#### [Given instruction]
Please copy the listing below word for word, leaving the pictures out.

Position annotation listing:
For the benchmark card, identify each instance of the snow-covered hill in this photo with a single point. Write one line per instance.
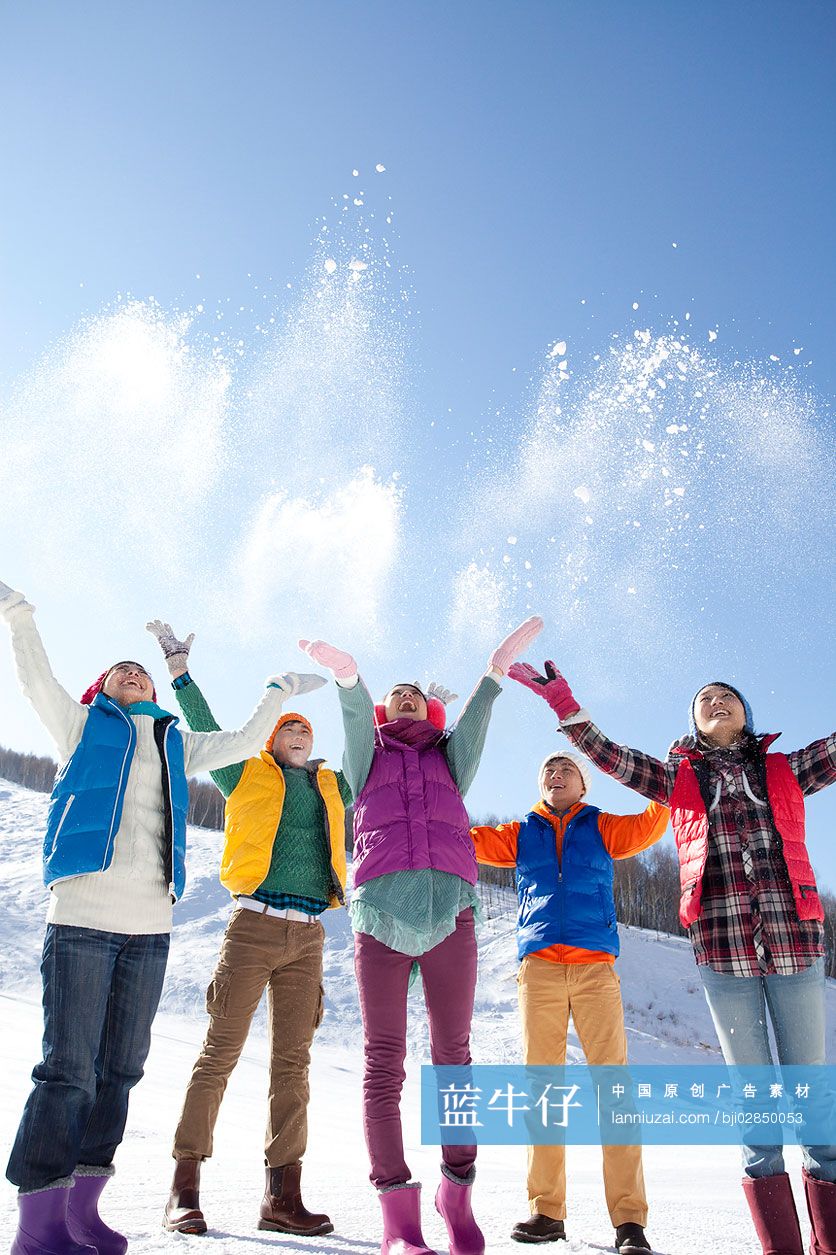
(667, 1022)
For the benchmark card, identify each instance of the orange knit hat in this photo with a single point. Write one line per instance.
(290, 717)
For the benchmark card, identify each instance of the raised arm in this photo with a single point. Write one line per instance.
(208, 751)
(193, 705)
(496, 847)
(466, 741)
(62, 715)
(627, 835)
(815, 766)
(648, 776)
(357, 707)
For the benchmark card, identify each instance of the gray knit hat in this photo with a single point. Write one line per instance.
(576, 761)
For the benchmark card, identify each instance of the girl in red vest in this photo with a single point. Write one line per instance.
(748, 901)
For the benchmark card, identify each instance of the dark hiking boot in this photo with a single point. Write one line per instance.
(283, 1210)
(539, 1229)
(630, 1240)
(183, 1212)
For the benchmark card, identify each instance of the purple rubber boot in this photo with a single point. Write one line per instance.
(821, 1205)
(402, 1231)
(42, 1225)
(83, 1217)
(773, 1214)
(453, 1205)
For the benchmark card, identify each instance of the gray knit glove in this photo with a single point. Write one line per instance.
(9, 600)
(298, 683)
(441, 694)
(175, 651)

#### [Final answer]
For the benchmark card, identify each instance of the snow-covered hill in this photo with a single point. Write one line per instance.
(667, 1022)
For the benchmark card, identify each instance of the orange knit hat in this photo with a single point. Write one line per instance.
(290, 717)
For the benchmark card, identify each instance of the raised arm in this photo with a single point. Write one line per instance.
(208, 751)
(193, 705)
(496, 847)
(466, 741)
(62, 715)
(627, 835)
(815, 766)
(648, 776)
(357, 707)
For the benchmark card, identify each instance of the gray knit hat in this photo with a single point. Write one line per instance.
(576, 761)
For the benchmark card, identify each instance of the girl in red vest in this photo with a single point. Write one line per instance.
(748, 901)
For the benchmark card, identify each instance of the dark hiking boot in this photo with a single point. Write one line per instance.
(283, 1210)
(539, 1229)
(630, 1240)
(183, 1212)
For the benchmark card, identify each instance of the purple rubber boot in this photo with a single point. Write one line per instance.
(821, 1205)
(402, 1231)
(42, 1225)
(83, 1217)
(773, 1214)
(453, 1205)
For the benchmark card, identify each instance of the gray knit glove in this photo with a single point. Write one line per instance.
(9, 600)
(298, 683)
(441, 694)
(175, 651)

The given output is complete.